- Directions for this task -
Repeat every record below exactly as it appears.

- Material for this exercise -
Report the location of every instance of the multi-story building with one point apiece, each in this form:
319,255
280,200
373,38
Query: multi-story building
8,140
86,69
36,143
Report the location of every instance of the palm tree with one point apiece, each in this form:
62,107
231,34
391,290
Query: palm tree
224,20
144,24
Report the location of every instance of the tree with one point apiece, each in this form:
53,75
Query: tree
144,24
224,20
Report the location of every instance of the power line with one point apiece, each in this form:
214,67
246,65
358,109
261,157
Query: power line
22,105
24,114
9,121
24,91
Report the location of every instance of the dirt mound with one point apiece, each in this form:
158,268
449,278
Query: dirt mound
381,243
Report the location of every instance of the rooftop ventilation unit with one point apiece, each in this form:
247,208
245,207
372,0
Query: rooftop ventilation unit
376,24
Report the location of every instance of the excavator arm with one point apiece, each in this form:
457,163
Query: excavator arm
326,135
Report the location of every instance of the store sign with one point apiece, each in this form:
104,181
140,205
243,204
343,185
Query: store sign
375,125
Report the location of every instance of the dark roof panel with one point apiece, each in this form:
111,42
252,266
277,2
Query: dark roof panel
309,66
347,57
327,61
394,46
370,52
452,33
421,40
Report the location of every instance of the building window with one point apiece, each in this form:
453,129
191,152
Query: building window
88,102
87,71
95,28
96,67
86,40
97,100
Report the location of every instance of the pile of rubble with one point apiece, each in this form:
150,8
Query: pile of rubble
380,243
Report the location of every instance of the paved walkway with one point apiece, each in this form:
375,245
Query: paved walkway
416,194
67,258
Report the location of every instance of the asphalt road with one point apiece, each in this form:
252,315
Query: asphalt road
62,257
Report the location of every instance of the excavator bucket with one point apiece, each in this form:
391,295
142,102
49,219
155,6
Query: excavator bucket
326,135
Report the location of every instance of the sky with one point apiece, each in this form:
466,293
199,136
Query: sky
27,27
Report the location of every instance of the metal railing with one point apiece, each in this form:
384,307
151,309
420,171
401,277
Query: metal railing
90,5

- Answer box -
Report the location of every instance of the multi-story building with one point apiece, each in this form:
319,255
280,200
373,38
Query: multi-story building
8,140
86,69
36,143
Report the location of every instance of the palm tree with one point apiece, each in this form:
62,107
231,34
391,290
Query: palm tree
224,20
144,24
Report the location of every instance of the tree with one point apiece, each in this form:
53,75
Query: tree
144,24
224,20
Report the location of every instance of the power line with one point apiece, each in this form:
214,67
246,65
358,109
261,157
Query: power line
22,105
24,114
9,121
24,91
Report the location of every instance of the dirt mound with one point apiece, each in this form:
158,268
449,278
Query: dirt mound
381,243
Report the location of every instance of the rooftop ventilation unit with one point apiece, each in this form:
247,208
245,207
372,0
Query: rooftop ventilation unit
376,24
Report the location of every instance of the excavator arm with one point apiece, each in this form:
457,163
Query: excavator arm
326,135
Report the location of every instance of the store sign with one point apiece, each in this form:
104,181
140,205
243,204
343,185
Query: store sign
375,125
Report the location of every instance of the dark roof panel with one point apiece, each in this form:
111,42
252,266
277,2
Query: dark roof panel
309,66
347,57
327,61
394,46
370,52
452,33
421,40
Report the location of every instance of the building window with one point apiece, each in this form:
453,129
191,152
Query: building window
88,102
87,71
95,28
96,67
86,40
97,100
Report the location of every instance of the pile of rubble with one point apiece, each in this form:
150,8
Query: pile of rubble
380,243
Report the location of every instance of the paved walkway with one point apiece, each in this form:
375,245
Query: paved walkway
416,194
67,258
Report the location of every instance of the asphalt road with one point apiece, each in this form:
252,315
Query: asphalt road
62,257
Report the location of every instance of the excavator bucket with one point apiece, each in this form:
391,295
142,102
49,219
155,6
Query: excavator bucket
326,135
Report the location of every instance of the sky with one point apiece, each in this form:
466,293
199,136
Query: sky
27,27
Report the location of every instance of the metal railing with one point apiece, each in this form:
384,307
151,309
420,171
401,277
Query: metal railing
90,5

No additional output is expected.